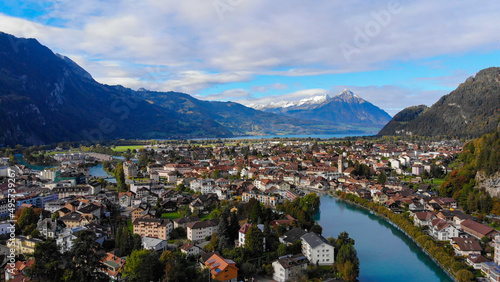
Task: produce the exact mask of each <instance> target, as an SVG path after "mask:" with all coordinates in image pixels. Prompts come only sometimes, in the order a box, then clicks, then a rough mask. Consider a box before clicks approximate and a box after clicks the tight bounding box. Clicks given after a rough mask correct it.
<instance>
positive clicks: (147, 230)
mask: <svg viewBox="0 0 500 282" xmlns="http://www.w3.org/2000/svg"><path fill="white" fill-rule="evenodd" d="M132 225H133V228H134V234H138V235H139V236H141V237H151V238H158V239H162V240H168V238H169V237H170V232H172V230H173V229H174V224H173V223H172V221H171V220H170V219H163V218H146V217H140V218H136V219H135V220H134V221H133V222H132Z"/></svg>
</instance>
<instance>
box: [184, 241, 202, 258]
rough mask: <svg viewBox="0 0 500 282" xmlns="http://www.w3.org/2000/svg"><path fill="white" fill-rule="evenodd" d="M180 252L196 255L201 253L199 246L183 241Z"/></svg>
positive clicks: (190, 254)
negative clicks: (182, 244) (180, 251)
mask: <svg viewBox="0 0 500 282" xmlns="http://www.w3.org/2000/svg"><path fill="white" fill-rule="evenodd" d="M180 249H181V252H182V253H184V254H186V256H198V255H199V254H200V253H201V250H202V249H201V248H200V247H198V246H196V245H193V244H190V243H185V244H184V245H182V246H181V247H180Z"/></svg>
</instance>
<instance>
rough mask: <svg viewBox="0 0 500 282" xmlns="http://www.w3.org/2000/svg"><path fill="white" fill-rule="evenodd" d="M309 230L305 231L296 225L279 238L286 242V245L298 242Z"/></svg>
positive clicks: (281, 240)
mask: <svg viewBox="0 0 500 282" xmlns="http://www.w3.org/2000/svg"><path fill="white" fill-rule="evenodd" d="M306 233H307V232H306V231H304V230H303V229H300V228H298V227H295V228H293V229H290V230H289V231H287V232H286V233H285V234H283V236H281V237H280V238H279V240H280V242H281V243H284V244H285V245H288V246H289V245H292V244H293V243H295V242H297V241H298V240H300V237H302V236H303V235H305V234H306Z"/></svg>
-------
Copy out the lines from the one containing "negative clicks: (182, 244) (180, 251)" through the last line, including both.

negative clicks: (182, 244) (180, 251)
mask: <svg viewBox="0 0 500 282" xmlns="http://www.w3.org/2000/svg"><path fill="white" fill-rule="evenodd" d="M180 249H181V252H182V253H184V254H186V256H198V255H199V254H200V253H201V250H202V249H201V248H200V247H198V246H196V245H193V244H190V243H185V244H184V245H182V246H181V247H180Z"/></svg>
</instance>
<instance>
rough mask: <svg viewBox="0 0 500 282" xmlns="http://www.w3.org/2000/svg"><path fill="white" fill-rule="evenodd" d="M309 230L305 231L296 225L279 238L286 242V245L298 242Z"/></svg>
positive clicks: (281, 240)
mask: <svg viewBox="0 0 500 282" xmlns="http://www.w3.org/2000/svg"><path fill="white" fill-rule="evenodd" d="M306 233H307V232H306V231H304V230H303V229H300V228H298V227H295V228H293V229H290V230H289V231H287V232H286V233H285V234H283V236H281V237H280V238H279V240H280V242H281V243H284V244H285V245H288V246H289V245H292V244H293V243H295V242H297V241H298V240H300V237H302V236H303V235H305V234H306Z"/></svg>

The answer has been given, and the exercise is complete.